*EXERCISE SET*.
1 > In the forum thread about a first degree initiation, how many years of personal research on the fraternity did JKC84 do before joining it?
2 > From the forum thread about a first degree initiation below, write out the passage that begins with the words "Thank you brother, and" and ends with "crono782 (Apr 11, 2013)".

# What an Experience!!



## JKC84 (Apr 11, 2013)

Last night I took my first degree initiation with two other new initiates and i had the blessings of going first and being able to witness the other two brothers go through theirs and man oh man what a mind blowing and emotional experience. 5 years of personal research on this fraternity and now I myself am apart if it. A night I will always remember! 


Freemason Connect Mobile


----------



## John Schnitz (Apr 11, 2013)

Congratulations my brother. May you future travels be blessed.

Sent from my DROID RAZR HD


----------



## JKC84 (Apr 11, 2013)

John Schnitz said:


> Congratulations my brother. May you future travels be blessed.
> 
> Sent from my DROID RAZR HD



Thank You Brother!


Freemason Connect Mobile


----------



## CzarAlexis (Apr 11, 2013)

Congratulations Brother!

I too was initiated with two others and I also had the good fortune to go first and witness the initiation in its entirely. 

It truly is amazing!  I'm glad you were able to witness that. Make sure you attend others and get in on them as much as you can. They help not only in your upcoming memory work but in deeper understanding of the degree itself. Learn!

:-D


Freemason Connect Mobile


----------



## JKC84 (Apr 11, 2013)

CzarAlexis said:


> Congratulations Brother!
> 
> I too was initiated with two others and I also had the good fortune to go first and witness the initiation in its entirely.
> 
> ...



Thank you brother, and yes I plan on taking part in many of the imitations. It was definitely a surreal moment. 


Freemason Connect Mobile


----------



## crono782 (Apr 11, 2013)

Congrats Brother. Watching and being part of other degrees will greatly help in understanding what you just went through and your upcoming proficiency work.


----------



## Ashlar76 (Apr 11, 2013)

Congratulations on being initiated into The Craft.


Freemason Connect Mobile


----------



## Todd Robinson (Apr 12, 2013)

Congratulations!

We had 5 candidates in my class but one couldn't make it that nite due to work. I entered 3rd out of 4 so I got to watch the last candidate after me take his Obligation.

The Master arraigned for the lodge in an adjacent town to confer a courtesy  degree on our 5th candidate the following week. I figured I'd go to see him go thru the degree. It was great to see the whole ritual again (a few times over since the other lodge had their own candidates) just a week after I went thru it. It helped things sink in quite a bit.

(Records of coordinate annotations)
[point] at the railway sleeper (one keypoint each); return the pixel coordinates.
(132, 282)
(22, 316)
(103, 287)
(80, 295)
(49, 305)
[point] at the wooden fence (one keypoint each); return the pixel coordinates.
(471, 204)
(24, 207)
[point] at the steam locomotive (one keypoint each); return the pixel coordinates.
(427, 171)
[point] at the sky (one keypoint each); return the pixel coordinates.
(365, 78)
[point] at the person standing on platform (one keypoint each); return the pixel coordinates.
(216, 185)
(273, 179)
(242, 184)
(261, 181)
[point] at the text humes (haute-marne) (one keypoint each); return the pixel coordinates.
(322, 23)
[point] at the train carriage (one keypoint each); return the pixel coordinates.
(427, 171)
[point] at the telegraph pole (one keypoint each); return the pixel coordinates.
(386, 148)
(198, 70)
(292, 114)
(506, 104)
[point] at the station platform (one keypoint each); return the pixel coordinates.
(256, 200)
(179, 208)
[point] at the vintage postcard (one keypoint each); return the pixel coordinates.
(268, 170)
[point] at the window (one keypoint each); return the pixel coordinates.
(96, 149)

*RESPONSES TO THE TASKS*.
1 > Five years.

2 >
Thank you brother, and yes I plan on taking part in many of the imitations. It was definitely a surreal moment. 


Freemason Connect Mobile


----------



## crono782 (Apr 11, 2013)